### [PASSAGE SHOWN]

--- Start ---

DH: I was delighted when Anne Schwartz and Lee Wade, of Schwartz and Wade, decided to ask Raul to illustrate this book.  He also did the art for my picture book, A Band of Angels, about the Fisk University Jubilee Singers.  Recently Raul told me he was inspired by the paintings of Mary Cassatt, and I think you can sense that loving sensitivity in the illustrations.  I also love that the back cover includes the Braille alphabet.

TMT: Many authors contend that to be a great author you have to be a reader. Do you agree or disagree? Why or why not?

DH: Well, I am not sure what makes a great author, but I do believe, as I tell students during author visits, that readers make writers.   I think it is similar to musicians or athletes.  Musicians usually listen to lots of music; pro athletes often study the films of other teams or players.  When you immerse yourself in the area in which you are working, you learn. 

I read constantly.  I read at work for my job as a vice president for advancement at Pacific Northwest College of Art, I read for pleasure, and I am constantly doing research for books in progress or potential books.

TMT: What is the best writing advice you ever received and what advice would you give an aspiring writer?

DH: Well, years ago my editor Anne Schwartz once told me, “You have to want it more than sleep.”  And to some extent that’s true.  You have to want to write not just more than sleeping, but often other things as well – like having a social life!

--- End ---

### [SET TASK 1]
In the interview, what did the editor Anne Schwartz once tell DH?
### [SET TASK 2]
Put the stretch of the records from the line containing "[Batch spec] Target class: man's bald" through the line containing "707, 949, 731]]" into a Markdown table with columns n and Line. Number each line in n and skip blank lines.

### [GIVEN RECORDS]
--- Start ---

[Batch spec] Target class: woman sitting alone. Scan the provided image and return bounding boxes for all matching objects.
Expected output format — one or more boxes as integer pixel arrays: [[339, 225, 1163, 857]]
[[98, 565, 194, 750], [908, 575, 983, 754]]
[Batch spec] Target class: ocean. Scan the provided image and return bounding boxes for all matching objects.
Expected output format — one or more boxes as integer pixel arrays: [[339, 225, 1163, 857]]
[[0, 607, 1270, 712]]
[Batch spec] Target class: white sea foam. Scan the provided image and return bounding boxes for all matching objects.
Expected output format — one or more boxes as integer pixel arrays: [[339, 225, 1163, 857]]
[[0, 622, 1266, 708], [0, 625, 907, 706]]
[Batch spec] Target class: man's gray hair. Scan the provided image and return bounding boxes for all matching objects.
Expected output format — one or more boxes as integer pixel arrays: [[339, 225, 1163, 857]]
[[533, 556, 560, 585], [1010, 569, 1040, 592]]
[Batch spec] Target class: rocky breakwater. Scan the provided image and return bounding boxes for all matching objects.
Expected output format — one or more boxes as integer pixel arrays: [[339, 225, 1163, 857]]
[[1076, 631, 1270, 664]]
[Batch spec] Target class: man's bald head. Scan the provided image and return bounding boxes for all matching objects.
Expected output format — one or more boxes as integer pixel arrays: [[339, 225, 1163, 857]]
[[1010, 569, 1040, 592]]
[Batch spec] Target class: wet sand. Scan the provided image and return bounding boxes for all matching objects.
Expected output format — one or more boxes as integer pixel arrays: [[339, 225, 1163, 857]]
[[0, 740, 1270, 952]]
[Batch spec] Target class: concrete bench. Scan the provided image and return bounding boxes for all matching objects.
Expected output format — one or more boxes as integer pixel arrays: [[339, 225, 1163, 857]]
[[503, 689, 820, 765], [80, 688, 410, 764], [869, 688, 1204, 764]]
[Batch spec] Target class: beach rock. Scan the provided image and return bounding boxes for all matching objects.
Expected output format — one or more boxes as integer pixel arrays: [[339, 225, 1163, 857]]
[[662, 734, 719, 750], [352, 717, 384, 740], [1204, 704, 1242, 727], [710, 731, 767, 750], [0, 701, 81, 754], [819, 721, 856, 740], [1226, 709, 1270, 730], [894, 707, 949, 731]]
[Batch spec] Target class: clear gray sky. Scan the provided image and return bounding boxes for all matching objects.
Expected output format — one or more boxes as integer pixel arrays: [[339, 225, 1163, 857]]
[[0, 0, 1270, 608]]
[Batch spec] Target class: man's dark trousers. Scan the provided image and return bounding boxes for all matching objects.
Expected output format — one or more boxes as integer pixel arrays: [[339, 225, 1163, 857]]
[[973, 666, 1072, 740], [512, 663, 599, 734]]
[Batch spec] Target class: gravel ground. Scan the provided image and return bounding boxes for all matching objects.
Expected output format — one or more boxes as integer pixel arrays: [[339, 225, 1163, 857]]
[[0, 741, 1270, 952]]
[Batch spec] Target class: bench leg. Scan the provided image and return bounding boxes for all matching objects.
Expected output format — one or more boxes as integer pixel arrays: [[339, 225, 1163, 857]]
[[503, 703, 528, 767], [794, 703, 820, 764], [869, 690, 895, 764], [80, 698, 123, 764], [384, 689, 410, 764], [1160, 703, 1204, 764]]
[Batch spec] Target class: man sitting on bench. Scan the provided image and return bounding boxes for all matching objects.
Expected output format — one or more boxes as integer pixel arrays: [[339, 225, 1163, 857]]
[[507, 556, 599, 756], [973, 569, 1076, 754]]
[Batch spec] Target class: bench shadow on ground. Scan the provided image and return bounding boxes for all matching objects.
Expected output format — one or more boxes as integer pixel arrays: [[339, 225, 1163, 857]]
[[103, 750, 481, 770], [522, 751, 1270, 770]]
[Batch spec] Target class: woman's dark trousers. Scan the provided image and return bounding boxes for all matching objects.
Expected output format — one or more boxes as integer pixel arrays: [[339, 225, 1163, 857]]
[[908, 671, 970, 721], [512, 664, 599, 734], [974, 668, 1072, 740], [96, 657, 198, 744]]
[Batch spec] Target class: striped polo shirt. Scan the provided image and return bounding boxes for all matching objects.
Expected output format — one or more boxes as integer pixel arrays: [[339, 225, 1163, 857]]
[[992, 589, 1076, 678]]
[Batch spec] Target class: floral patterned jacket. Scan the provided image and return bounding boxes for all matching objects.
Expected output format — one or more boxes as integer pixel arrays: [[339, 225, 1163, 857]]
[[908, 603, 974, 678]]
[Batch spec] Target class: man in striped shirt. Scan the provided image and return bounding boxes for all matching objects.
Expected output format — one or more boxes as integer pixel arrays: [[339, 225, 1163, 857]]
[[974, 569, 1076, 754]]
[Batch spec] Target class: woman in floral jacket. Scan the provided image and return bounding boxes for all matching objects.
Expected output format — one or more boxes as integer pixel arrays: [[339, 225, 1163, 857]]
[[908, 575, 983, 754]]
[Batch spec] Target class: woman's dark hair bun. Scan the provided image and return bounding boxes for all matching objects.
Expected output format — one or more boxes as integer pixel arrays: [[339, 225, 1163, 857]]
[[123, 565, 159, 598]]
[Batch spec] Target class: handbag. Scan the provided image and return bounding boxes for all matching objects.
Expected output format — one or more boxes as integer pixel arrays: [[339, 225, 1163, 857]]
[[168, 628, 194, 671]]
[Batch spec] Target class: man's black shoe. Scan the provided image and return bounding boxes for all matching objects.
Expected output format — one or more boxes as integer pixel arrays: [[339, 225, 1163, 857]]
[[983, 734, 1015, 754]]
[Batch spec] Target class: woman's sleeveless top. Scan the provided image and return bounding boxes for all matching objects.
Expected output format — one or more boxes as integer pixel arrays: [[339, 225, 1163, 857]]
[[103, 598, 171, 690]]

--- End ---

### [TASK RESULT 1]
“You have to want it more than sleep.”

### [TASK RESULT 2]
| n | Line |
|---|---|
| 1 | [Batch spec] Target class: man's bald head. Scan the provided image and return bounding boxes for all matching objects. |
| 2 | Expected output format — one or more boxes as integer pixel arrays: [[339, 225, 1163, 857]] |
| 3 | [[1010, 569, 1040, 592]] |
| 4 | [Batch spec] Target class: wet sand. Scan the provided image and return bounding boxes for all matching objects. |
| 5 | Expected output format — one or more boxes as integer pixel arrays: [[339, 225, 1163, 857]] |
| 6 | [[0, 740, 1270, 952]] |
| 7 | [Batch spec] Target class: concrete bench. Scan the provided image and return bounding boxes for all matching objects. |
| 8 | Expected output format — one or more boxes as integer pixel arrays: [[339, 225, 1163, 857]] |
| 9 | [[503, 689, 820, 765], [80, 688, 410, 764], [869, 688, 1204, 764]] |
| 10 | [Batch spec] Target class: beach rock. Scan the provided image and return bounding boxes for all matching objects. |
| 11 | Expected output format — one or more boxes as integer pixel arrays: [[339, 225, 1163, 857]] |
| 12 | [[662, 734, 719, 750], [352, 717, 384, 740], [1204, 704, 1242, 727], [710, 731, 767, 750], [0, 701, 81, 754], [819, 721, 856, 740], [1226, 709, 1270, 730], [894, 707, 949, 731]] |